Dataset items
• • • • •

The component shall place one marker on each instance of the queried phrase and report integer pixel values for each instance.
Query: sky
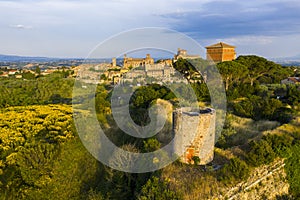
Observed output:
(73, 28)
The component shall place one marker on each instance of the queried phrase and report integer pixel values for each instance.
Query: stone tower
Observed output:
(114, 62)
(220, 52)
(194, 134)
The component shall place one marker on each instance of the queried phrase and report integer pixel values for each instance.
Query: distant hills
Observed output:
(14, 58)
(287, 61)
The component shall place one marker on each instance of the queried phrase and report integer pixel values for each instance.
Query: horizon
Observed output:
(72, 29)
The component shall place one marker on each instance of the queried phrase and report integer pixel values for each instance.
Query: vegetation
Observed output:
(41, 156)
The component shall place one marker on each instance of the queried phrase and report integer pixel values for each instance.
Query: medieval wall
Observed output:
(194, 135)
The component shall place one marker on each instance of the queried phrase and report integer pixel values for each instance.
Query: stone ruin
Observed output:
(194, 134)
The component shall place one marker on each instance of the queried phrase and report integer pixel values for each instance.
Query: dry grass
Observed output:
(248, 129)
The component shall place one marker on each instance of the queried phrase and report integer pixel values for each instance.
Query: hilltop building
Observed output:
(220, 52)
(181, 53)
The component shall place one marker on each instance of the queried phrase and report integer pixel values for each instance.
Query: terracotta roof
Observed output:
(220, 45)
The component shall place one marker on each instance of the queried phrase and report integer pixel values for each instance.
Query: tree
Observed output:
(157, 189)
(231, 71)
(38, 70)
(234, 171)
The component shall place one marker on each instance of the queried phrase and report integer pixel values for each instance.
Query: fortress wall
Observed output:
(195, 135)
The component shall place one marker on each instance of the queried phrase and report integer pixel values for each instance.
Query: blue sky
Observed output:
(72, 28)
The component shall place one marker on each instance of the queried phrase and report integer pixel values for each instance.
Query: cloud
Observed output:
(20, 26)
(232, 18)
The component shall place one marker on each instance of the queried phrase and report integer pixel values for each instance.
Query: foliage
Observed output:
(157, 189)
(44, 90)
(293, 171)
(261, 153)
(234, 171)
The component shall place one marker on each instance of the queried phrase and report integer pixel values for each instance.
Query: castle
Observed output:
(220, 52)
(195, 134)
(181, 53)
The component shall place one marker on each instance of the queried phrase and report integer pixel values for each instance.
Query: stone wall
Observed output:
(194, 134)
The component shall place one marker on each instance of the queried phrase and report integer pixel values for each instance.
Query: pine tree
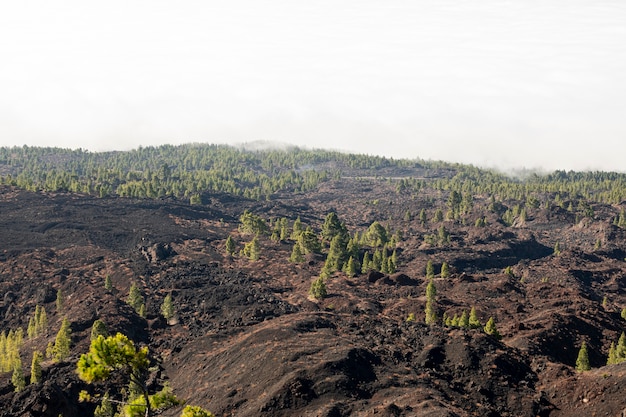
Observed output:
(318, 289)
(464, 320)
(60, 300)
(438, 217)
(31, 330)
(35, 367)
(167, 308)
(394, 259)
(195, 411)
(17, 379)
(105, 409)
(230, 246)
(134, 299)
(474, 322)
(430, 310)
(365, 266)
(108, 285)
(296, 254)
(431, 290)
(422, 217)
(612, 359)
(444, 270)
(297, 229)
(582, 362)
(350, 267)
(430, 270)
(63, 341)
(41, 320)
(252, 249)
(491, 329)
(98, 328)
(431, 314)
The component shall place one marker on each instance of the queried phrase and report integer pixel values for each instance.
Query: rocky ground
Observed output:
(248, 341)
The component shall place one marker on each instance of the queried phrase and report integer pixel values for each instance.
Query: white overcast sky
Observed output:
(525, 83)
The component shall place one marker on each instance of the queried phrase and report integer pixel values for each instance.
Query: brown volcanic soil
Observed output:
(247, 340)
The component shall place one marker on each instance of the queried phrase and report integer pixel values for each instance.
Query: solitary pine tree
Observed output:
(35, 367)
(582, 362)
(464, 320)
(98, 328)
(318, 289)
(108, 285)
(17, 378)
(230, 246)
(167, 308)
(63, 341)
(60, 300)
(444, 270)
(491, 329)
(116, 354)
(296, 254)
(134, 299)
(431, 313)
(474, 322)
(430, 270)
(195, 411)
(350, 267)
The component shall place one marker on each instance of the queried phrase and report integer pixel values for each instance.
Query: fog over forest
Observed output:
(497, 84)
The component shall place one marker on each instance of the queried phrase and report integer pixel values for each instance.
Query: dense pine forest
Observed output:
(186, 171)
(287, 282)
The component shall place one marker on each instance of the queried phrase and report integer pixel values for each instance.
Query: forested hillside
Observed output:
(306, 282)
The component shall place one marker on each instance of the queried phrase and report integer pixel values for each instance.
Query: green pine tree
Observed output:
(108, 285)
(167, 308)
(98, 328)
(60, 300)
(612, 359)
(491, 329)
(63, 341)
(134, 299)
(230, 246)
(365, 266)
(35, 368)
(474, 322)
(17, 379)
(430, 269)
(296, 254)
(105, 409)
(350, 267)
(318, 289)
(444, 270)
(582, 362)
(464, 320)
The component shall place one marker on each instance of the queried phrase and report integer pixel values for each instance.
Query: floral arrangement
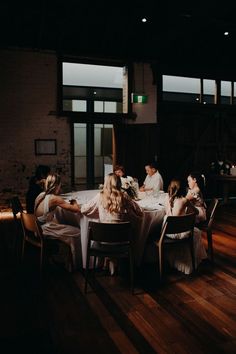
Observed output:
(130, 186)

• • • • •

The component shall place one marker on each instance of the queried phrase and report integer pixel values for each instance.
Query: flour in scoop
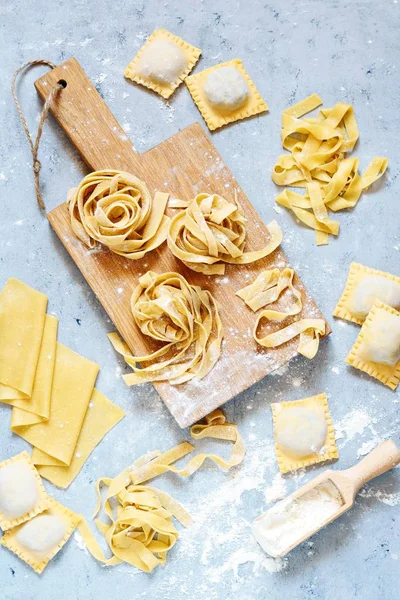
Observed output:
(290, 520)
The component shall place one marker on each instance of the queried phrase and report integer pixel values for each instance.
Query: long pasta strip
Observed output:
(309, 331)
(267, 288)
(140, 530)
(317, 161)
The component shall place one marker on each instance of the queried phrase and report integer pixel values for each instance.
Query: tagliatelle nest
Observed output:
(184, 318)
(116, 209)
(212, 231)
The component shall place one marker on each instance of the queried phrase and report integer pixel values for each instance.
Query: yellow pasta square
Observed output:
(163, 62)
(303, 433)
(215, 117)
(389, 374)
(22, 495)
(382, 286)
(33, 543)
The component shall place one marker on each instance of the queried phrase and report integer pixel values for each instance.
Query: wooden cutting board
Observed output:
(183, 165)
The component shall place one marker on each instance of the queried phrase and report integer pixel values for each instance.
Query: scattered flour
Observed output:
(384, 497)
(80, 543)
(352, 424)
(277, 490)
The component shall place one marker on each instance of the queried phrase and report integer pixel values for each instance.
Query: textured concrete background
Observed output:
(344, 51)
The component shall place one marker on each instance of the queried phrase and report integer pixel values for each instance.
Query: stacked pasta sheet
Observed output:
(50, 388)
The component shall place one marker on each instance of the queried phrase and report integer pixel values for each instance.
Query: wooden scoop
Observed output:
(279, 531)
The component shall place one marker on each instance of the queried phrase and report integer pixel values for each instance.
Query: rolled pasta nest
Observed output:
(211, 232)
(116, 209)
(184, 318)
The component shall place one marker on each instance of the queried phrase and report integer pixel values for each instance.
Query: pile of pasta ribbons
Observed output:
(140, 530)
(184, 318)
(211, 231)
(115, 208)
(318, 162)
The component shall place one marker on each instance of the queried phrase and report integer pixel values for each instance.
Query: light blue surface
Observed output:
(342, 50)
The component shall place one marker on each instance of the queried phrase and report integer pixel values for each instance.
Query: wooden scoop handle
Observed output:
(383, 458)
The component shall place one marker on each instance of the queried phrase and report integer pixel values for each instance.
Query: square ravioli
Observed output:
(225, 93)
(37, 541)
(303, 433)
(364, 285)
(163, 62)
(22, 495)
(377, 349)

• • • • •

WHAT THE EXERCISE ASKS
Gather every line of the entries above that contains the string "flour", and treat case as significant.

OUTPUT
Query: flour in scoop
Query: scattered flour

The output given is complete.